(Exercise tasks)
**a.** Please rewrite the paragraph of the platinum alloy article that begins "Heat treatment of platinum-5 wt.% copper" more briefly, keeping its main facts.
**b.** Pick out every line of the listing that contains the word "white".

Journal Archive

Platinum Metals Rev., 2007, 51, (2), 78
doi: 10.1595/147106707X187173

Strengthening of Platinum-5 wt.% Copper by Heat Treatment

    • Chumani Mshumi
    • Candy Lang**
    • Centre for Materials Engineering, University of Cape Town,
    • Rondebosch 7701, South Africa


Article Synopsis

Heat treatment of platinum-5 wt.% copper (Pt-5% Cu) below 500°C is known to result in an ordering transformation which can significantly increase the hardness of the alloy. Microsample tensile testing of Pt-5% Cu shows that low-temperature heat treatment of previously cold-worked specimens results in an increase in yield strength and tensile strength, with a maximum in strength occurring after heat treatment at 300°C; but ductility is unchanged.

The mechanical properties of the widely used jewellery alloy Pt-5% Cu have been investigated by several researchers (see, for example, (1–3)) for the cast, cold worked and annealed conditions. It is however not widely known that platinum containing around 5 wt.% copper undergoes an ordering transformation after low-temperature heat treatment (4, 5). Recent work in the Centre for Materials Engineering (6) showed that the Pt7Cu ordered phase, which can form after heat treatment at temperatures as low as 200°C, can improve the hardness of Pt-5% Cu. If the alloy is cold worked before heat treatment, the increase in hardness after heat treatment is significant. If the alloy is first quenched from high temperatures, an increase in hardness on heat treatment is measurable but not as great.

(Items)
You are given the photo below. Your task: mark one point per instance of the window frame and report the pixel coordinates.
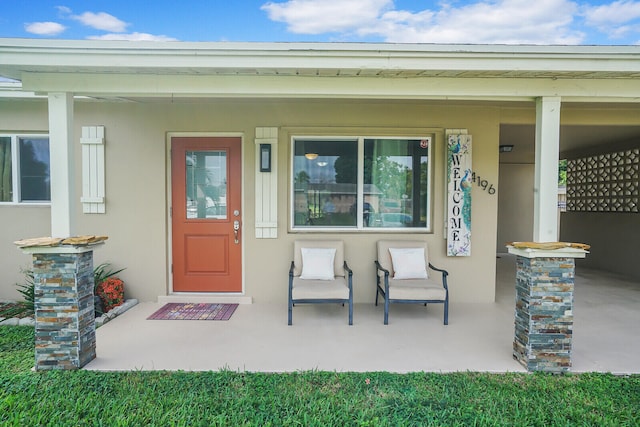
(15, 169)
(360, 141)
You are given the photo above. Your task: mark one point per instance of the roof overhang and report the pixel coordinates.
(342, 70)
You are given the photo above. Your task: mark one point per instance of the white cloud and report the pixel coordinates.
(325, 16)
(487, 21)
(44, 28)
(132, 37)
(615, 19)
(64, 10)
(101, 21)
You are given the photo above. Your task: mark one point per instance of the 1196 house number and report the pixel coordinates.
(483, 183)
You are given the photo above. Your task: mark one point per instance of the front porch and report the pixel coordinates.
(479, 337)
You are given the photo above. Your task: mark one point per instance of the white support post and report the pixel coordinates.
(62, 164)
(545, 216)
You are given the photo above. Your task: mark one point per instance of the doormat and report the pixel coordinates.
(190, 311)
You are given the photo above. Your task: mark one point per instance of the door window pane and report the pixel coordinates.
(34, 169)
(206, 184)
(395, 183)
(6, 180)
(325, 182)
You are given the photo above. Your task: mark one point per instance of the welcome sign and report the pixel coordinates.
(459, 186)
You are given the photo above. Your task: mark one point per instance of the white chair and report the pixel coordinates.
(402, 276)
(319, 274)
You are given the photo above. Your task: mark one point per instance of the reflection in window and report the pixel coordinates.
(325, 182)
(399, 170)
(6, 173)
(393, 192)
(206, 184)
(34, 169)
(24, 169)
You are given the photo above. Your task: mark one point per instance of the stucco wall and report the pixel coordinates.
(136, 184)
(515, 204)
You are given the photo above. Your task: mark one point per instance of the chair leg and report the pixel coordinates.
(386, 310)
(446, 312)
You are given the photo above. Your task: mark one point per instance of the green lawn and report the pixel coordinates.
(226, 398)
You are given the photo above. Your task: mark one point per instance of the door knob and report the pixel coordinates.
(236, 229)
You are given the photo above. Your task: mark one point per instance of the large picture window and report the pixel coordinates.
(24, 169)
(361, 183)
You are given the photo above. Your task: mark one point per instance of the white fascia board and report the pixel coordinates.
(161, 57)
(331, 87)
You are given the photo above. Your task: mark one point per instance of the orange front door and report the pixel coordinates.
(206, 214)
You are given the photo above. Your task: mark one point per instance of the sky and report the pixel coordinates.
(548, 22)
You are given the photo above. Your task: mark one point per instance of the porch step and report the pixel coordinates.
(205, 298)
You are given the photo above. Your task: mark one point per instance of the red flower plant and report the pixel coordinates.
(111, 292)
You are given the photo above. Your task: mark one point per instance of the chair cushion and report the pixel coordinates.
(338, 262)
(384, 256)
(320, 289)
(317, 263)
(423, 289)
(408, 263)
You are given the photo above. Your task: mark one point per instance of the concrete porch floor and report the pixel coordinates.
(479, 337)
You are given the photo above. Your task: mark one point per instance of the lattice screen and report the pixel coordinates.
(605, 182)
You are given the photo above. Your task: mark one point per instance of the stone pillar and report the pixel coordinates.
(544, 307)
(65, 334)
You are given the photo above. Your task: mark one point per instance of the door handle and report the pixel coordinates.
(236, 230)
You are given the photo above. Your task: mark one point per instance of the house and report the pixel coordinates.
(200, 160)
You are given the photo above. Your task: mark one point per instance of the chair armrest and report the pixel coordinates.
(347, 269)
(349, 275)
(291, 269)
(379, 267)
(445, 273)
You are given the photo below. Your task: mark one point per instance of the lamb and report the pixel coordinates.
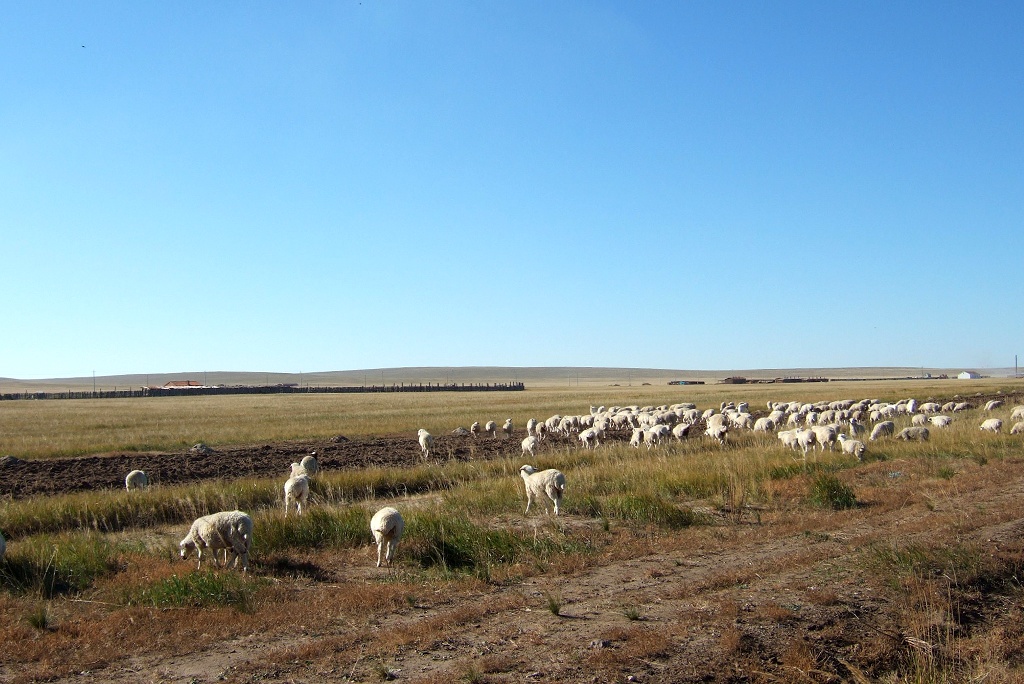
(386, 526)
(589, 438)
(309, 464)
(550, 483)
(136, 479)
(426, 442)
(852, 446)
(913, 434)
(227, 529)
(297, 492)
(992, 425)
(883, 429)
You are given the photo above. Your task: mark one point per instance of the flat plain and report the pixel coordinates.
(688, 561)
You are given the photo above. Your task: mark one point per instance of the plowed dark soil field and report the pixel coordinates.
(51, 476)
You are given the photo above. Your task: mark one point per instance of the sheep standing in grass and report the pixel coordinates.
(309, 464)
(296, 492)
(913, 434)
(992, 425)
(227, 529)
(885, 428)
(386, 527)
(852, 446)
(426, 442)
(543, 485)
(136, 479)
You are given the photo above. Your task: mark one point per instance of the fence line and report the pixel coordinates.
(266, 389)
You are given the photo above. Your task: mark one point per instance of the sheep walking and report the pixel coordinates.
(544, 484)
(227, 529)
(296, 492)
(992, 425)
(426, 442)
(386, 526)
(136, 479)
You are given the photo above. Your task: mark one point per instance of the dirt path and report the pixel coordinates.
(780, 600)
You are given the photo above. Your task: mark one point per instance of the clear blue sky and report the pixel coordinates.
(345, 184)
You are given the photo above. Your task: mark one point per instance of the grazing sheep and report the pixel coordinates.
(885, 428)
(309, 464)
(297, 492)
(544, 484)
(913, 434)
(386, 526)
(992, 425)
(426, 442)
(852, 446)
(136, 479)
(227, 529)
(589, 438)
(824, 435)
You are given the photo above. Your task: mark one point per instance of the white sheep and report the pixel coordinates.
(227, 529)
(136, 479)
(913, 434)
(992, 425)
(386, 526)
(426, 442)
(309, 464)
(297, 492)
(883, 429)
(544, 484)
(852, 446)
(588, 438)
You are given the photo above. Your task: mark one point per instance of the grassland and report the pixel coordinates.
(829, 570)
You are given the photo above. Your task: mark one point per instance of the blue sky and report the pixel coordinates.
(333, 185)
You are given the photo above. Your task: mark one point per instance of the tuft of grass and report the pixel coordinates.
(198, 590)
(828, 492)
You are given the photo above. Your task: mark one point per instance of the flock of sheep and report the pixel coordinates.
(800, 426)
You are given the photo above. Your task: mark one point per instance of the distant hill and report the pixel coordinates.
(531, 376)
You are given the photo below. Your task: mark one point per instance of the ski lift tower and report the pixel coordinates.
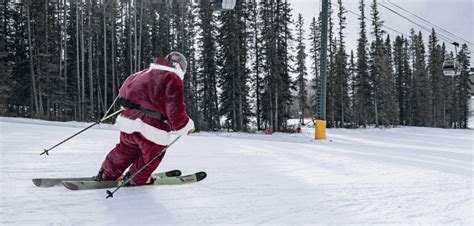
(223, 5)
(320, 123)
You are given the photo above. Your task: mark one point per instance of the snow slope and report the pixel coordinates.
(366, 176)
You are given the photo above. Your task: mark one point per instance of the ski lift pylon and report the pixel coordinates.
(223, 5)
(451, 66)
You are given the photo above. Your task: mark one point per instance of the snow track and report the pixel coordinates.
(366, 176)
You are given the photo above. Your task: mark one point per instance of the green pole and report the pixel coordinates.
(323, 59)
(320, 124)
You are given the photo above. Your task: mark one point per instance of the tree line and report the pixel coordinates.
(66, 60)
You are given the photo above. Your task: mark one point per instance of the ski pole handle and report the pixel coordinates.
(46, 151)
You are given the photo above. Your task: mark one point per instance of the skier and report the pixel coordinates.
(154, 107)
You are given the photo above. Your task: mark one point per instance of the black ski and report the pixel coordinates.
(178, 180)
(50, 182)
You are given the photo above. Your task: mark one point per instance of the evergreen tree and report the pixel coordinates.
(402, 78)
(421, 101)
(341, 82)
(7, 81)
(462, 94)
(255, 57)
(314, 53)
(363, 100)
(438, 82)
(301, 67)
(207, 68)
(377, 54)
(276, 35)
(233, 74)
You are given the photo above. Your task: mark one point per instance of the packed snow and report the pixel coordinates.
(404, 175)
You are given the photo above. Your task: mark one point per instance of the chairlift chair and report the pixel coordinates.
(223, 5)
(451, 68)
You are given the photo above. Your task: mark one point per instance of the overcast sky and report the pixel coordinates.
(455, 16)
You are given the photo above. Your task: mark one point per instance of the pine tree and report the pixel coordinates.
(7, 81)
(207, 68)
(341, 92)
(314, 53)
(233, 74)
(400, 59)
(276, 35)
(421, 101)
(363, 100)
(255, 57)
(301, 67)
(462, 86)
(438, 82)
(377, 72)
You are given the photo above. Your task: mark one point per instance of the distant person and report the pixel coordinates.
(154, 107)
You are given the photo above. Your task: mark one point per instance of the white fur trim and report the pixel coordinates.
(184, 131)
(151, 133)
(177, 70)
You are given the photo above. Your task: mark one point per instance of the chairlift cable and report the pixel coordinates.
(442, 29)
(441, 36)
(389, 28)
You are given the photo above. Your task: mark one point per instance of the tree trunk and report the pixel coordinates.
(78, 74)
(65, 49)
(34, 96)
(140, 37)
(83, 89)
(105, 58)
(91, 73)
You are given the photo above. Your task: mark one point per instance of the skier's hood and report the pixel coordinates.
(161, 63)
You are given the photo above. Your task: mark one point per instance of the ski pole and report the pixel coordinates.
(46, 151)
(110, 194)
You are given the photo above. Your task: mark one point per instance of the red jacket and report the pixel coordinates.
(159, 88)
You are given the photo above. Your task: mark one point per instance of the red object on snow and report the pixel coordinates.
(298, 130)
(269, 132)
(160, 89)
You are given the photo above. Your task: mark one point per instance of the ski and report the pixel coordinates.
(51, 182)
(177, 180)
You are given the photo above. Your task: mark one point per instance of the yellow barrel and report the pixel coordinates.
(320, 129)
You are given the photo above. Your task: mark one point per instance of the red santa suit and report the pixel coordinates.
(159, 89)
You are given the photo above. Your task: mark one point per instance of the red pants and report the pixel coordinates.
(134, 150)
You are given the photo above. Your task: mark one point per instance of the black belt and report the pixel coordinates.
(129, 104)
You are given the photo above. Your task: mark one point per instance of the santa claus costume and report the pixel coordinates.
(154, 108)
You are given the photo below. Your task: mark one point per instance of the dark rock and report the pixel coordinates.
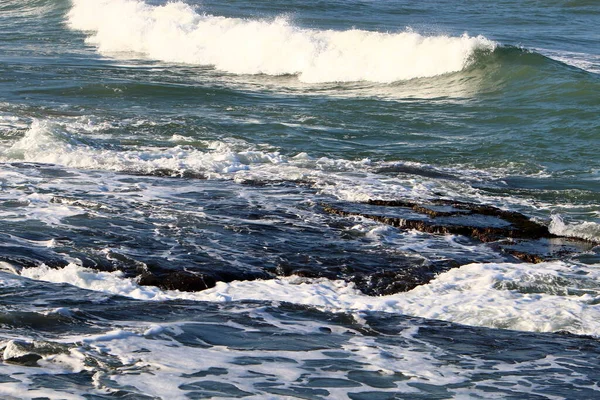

(Answers for this exercise)
**a.** Heating Pt-5% Cu below 500°C causes an ordering transformation that can greatly raise the alloy's hardness. Microsample tensile tests show that low-temperature heat treatment of cold-worked specimens raises yield and tensile strength, with the peak after treatment at 300°C, while ductility stays the same.

**b.**
You are given the photo above. Your task: mark one point per instance of the white cloud and report the pixel coordinates.
You are given the photo above. Your task: mark one point per instance of the white support post and report the pixel coordinates.
You are given the photo above. Your task: mark one point per instance of the white chair and report the pixel coordinates.
You are given the photo above. Your task: mark one point per instance of the white fascia board and report the pixel coordinates.
You are given the photo above. Your task: mark one point per instance of the white sheep and report the pixel coordinates.
You are given the photo above. Your task: mark one point per instance of the white fur trim and report the pixel coordinates.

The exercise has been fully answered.